TASK GOAL:
Rewrite the rows as a numbered list, starting at the row that contains "Question. Place a dot on every instance of the umbrella" and ending at the final row, and leave out any blank lines.
>> Start EXERCISE MATERIALS
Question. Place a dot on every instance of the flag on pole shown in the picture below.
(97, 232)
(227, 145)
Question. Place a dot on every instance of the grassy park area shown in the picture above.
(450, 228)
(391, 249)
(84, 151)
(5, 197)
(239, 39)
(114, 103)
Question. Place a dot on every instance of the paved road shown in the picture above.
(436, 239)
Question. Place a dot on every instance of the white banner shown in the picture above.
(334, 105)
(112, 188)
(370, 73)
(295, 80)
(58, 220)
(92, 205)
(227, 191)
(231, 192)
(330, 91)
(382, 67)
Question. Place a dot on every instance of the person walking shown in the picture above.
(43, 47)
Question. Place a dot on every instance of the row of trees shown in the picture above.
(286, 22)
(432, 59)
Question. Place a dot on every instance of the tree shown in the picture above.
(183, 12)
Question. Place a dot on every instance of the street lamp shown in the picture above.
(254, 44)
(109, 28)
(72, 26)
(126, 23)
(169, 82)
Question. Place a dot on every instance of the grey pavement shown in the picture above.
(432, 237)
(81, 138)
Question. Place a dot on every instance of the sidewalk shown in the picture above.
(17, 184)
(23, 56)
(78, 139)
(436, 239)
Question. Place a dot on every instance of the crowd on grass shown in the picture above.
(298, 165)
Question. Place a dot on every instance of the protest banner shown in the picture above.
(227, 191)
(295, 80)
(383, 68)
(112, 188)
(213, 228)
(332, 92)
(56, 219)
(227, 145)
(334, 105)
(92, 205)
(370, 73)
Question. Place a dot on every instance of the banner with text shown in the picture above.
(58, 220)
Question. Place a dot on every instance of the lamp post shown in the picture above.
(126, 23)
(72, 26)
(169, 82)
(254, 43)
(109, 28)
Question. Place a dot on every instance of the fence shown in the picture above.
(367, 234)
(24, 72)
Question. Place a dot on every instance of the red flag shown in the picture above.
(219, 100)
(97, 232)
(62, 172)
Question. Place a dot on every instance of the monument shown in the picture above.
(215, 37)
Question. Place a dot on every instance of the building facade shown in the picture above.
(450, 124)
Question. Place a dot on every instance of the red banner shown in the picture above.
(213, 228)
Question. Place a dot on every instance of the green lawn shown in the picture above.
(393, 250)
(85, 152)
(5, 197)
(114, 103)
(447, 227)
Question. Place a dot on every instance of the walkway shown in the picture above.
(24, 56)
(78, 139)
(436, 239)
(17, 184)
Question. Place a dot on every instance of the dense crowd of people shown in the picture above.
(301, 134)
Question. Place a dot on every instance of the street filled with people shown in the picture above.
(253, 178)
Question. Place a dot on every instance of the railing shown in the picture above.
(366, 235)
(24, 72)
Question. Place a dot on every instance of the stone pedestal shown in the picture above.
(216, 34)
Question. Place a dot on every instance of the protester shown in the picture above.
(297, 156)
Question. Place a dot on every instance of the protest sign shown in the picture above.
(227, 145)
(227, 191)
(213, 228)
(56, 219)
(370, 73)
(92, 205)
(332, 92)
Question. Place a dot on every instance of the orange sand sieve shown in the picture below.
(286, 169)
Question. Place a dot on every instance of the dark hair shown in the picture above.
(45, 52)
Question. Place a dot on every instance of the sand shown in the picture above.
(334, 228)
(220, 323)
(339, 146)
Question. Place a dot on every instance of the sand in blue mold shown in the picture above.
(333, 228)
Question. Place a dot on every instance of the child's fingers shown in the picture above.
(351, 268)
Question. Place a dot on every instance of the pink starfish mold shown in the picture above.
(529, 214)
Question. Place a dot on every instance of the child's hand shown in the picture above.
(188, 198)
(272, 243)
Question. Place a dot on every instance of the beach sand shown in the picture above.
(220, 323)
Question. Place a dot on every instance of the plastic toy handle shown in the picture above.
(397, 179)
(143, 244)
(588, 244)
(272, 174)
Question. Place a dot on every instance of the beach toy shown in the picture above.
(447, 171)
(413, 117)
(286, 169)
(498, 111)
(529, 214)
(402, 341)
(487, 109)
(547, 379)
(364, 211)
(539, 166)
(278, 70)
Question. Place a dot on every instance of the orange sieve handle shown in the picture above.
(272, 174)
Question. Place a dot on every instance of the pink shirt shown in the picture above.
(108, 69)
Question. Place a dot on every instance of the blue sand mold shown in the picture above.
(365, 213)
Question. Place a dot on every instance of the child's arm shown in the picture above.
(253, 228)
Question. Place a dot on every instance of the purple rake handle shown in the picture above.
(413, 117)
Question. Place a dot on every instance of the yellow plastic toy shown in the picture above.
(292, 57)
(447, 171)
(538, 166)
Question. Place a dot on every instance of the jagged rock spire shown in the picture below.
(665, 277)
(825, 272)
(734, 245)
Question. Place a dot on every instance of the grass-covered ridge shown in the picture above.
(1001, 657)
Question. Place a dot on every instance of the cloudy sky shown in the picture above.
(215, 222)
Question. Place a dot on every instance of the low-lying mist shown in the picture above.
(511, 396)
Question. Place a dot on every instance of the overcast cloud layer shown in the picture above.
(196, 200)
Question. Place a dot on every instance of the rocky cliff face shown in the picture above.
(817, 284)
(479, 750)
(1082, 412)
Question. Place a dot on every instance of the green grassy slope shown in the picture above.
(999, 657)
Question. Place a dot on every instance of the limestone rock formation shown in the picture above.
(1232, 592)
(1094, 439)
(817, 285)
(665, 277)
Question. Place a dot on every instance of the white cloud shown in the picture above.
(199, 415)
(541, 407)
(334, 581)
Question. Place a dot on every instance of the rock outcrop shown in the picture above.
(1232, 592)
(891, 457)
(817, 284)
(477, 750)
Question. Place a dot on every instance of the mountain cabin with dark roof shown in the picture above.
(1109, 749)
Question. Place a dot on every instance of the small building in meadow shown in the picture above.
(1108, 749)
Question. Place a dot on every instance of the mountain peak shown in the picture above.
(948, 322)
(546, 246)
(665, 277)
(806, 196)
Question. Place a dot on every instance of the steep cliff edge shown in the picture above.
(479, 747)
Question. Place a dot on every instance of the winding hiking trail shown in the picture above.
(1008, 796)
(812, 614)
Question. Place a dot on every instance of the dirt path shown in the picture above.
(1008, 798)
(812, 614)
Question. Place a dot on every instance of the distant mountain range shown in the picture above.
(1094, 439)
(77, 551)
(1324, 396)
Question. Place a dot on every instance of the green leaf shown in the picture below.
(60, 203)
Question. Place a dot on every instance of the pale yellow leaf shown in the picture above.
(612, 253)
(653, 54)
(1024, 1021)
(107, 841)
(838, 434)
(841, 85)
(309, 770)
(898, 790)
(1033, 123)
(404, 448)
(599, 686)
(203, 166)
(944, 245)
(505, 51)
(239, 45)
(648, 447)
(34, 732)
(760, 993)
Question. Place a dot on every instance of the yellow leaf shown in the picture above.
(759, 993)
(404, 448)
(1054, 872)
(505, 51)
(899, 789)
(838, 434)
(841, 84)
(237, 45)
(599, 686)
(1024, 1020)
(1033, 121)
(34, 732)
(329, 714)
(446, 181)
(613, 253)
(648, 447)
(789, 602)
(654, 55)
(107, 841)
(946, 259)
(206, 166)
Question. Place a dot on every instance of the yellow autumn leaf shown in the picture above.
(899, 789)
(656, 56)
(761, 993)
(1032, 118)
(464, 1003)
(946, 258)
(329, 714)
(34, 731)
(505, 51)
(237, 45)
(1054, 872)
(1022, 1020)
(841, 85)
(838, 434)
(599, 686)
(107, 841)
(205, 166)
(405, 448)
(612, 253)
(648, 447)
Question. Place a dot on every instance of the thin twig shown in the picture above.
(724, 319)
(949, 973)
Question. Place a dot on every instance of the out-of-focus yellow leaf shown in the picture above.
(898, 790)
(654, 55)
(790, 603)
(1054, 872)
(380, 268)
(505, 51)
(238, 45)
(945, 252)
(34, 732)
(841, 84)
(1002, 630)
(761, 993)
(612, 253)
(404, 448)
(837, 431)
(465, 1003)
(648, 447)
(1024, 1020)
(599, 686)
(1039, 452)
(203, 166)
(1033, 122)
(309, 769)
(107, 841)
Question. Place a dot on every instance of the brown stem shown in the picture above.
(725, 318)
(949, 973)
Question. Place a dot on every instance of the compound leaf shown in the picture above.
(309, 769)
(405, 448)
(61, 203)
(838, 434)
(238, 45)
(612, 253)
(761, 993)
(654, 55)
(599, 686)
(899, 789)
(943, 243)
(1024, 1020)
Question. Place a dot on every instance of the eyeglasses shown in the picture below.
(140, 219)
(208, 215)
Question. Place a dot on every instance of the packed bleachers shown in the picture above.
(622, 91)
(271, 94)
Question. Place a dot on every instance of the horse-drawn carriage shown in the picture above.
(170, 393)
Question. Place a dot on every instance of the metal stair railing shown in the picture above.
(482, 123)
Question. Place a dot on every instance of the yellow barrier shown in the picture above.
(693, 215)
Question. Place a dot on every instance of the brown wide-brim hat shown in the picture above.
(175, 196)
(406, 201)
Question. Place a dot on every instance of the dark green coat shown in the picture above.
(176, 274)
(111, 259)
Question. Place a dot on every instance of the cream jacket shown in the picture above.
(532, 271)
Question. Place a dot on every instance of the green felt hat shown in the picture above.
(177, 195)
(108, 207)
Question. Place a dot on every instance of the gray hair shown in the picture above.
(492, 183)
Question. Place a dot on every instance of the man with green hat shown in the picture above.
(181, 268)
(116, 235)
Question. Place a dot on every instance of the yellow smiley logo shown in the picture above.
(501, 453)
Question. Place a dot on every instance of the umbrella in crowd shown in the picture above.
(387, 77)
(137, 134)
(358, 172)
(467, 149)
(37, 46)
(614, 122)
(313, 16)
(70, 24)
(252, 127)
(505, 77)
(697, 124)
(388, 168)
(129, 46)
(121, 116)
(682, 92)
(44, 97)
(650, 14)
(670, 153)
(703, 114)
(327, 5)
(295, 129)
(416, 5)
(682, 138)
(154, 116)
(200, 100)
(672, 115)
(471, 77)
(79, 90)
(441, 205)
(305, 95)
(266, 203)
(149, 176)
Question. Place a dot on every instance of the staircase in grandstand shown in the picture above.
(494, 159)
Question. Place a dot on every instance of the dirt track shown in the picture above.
>> End EXERCISE MATERIALS
WRITTEN SOLUTION:
1. Question. Place a dot on every instance of the umbrella in crowd shown in the picture above.
2. (387, 77)
3. (137, 134)
4. (358, 172)
5. (467, 149)
6. (37, 46)
7. (614, 122)
8. (313, 16)
9. (70, 24)
10. (252, 127)
11. (505, 77)
12. (697, 124)
13. (388, 168)
14. (129, 46)
15. (121, 116)
16. (682, 92)
17. (44, 97)
18. (650, 14)
19. (670, 153)
20. (703, 114)
21. (327, 5)
22. (295, 129)
23. (416, 5)
24. (682, 138)
25. (154, 116)
26. (200, 100)
27. (672, 115)
28. (471, 77)
29. (79, 90)
30. (441, 205)
31. (305, 95)
32. (266, 203)
33. (149, 176)
34. Question. Place a dot on every instance of the staircase in grandstand shown in the picture above.
35. (494, 159)
36. Question. Place a dot on every instance of the dirt track shown in the picture above.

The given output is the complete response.